**Source extract:**
□ □ □
The first phase of the two-part Guri dam project was completed in 1968. It raised the water level over 390 feet (120 meters) above that of the original Caroni River.

When the dam's second phase was finished in 1986, the water level rose steadily over a year by another 164 feet (50 meters), and about a thousand hilltops became islands in a human-made lake.

Terborgh found that predators such as pumas, jaguars, anacondas, eagles, armadillos, and some weasels were not able to persist on islands smaller than 37 acres (15 hectares). Some of the animals swam or flew from the islands. Others starved to death.

Not surprisingly, the mass exodus of predators had a huge impact on their prey. Populations of howler monkeys, iguanas, and leaf-cutting ants exploded.


To Terborgh's surprise, the carrying capacity—the upper limit of a sustainable population—of these plant-eaters turned out to be vastly greater than he had imagined, with populations surging ten to a hundred times higher than the animals' density on the nearby mainland.
□ □ □
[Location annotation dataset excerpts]
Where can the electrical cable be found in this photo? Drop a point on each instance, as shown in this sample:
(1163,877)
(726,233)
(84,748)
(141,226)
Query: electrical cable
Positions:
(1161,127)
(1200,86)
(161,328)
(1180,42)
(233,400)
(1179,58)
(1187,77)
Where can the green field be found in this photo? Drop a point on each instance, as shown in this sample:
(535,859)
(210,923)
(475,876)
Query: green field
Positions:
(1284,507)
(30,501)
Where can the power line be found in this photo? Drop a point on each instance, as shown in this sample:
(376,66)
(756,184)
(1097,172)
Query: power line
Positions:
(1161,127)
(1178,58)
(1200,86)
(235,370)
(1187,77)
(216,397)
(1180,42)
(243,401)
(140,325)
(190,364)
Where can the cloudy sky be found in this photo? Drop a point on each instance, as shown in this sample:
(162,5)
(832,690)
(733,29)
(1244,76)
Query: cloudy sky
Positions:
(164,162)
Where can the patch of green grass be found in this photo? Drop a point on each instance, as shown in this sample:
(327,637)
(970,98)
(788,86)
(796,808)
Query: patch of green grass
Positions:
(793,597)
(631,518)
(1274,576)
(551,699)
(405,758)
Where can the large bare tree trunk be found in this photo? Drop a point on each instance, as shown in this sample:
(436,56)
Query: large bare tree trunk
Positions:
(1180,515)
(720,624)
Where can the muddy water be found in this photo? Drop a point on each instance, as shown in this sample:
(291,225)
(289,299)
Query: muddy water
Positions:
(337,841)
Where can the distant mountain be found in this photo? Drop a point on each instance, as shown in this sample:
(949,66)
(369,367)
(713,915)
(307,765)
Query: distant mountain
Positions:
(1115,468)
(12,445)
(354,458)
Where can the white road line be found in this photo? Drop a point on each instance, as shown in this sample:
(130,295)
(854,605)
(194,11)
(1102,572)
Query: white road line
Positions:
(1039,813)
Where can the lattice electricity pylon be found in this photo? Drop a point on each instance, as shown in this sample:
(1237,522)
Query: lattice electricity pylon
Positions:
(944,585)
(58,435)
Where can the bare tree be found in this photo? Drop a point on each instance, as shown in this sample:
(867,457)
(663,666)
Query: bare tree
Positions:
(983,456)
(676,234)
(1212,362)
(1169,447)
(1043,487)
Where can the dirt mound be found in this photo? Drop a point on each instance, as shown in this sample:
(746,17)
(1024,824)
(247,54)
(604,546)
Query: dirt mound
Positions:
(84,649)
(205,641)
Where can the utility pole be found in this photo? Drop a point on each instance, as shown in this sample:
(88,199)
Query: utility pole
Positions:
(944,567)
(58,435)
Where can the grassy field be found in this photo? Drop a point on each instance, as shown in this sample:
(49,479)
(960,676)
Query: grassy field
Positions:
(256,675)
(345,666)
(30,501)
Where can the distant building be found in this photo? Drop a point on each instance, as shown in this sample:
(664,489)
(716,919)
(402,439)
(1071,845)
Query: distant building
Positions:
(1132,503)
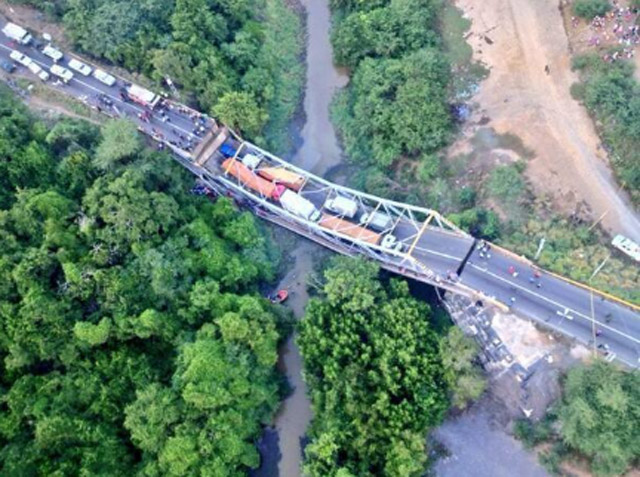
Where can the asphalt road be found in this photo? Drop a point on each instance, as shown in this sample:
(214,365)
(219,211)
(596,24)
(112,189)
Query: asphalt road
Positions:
(550,301)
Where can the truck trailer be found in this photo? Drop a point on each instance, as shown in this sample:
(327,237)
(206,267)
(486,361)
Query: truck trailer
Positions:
(377,221)
(298,205)
(342,206)
(282,176)
(251,180)
(331,222)
(336,224)
(142,96)
(17,33)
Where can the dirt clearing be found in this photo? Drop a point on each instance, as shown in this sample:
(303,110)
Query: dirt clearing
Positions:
(525,46)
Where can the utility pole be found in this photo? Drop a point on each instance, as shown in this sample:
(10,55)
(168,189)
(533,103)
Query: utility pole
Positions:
(540,247)
(599,267)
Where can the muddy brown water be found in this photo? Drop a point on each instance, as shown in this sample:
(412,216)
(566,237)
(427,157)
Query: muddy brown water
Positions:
(281,447)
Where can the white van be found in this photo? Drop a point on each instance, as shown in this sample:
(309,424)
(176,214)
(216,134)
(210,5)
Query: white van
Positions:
(342,205)
(39,72)
(62,73)
(51,52)
(18,57)
(377,221)
(80,67)
(104,77)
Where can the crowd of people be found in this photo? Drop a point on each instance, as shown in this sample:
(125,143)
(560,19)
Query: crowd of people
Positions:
(617,28)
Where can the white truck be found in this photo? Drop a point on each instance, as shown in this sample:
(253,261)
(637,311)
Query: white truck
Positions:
(378,221)
(18,57)
(142,96)
(298,205)
(104,77)
(39,72)
(51,52)
(62,73)
(342,206)
(251,161)
(17,33)
(80,67)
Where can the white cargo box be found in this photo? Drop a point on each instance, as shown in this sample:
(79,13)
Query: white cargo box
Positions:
(51,52)
(251,161)
(34,68)
(18,57)
(342,206)
(142,95)
(80,67)
(104,77)
(298,205)
(62,72)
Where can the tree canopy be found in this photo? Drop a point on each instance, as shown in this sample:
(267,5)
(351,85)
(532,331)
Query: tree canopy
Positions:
(132,336)
(396,104)
(600,415)
(223,53)
(375,375)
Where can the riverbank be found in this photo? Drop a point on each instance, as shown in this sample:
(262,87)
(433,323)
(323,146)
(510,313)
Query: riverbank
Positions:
(318,151)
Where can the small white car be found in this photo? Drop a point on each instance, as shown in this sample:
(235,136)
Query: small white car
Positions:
(19,58)
(80,67)
(51,52)
(62,73)
(104,77)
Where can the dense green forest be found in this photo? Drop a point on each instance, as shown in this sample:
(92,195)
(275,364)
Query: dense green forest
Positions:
(132,336)
(612,95)
(379,375)
(597,418)
(396,105)
(395,117)
(240,59)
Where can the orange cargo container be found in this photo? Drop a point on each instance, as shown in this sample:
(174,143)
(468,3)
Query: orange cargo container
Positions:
(282,176)
(251,180)
(345,227)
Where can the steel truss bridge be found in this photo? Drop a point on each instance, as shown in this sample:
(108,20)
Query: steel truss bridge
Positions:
(433,250)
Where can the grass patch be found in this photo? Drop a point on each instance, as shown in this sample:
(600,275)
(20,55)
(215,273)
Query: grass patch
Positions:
(453,30)
(283,51)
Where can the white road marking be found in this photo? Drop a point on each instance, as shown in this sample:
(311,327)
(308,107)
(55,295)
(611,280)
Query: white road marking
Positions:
(544,298)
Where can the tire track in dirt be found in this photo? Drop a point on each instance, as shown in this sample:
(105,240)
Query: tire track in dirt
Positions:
(521,99)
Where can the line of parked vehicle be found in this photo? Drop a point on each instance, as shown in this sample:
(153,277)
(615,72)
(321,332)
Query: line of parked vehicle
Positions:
(283,186)
(21,36)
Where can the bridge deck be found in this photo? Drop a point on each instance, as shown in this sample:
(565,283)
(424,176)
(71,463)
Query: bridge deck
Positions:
(430,251)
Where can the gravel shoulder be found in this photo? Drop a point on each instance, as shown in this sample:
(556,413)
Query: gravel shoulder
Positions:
(516,40)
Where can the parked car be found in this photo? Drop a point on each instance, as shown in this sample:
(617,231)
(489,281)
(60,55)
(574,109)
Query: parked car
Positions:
(19,58)
(51,52)
(104,77)
(80,67)
(8,66)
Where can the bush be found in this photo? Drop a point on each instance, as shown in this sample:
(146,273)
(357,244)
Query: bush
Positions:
(591,8)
□ □ □
**Requests:**
**a)** According to the Guri dam passage, in what year was the dam's second phase finished?
**b)** Format the rows as a numbered list, starting at the line that contains "Where can the bush" and ending at the last line of the rows. Leave out blank lines.

**The replies:**
**a)** 1986

**b)**
1. Where can the bush be found in this photo? Drop a point on each instance, as shown in this sample:
2. (146,273)
3. (357,244)
4. Query: bush
5. Positions:
6. (591,8)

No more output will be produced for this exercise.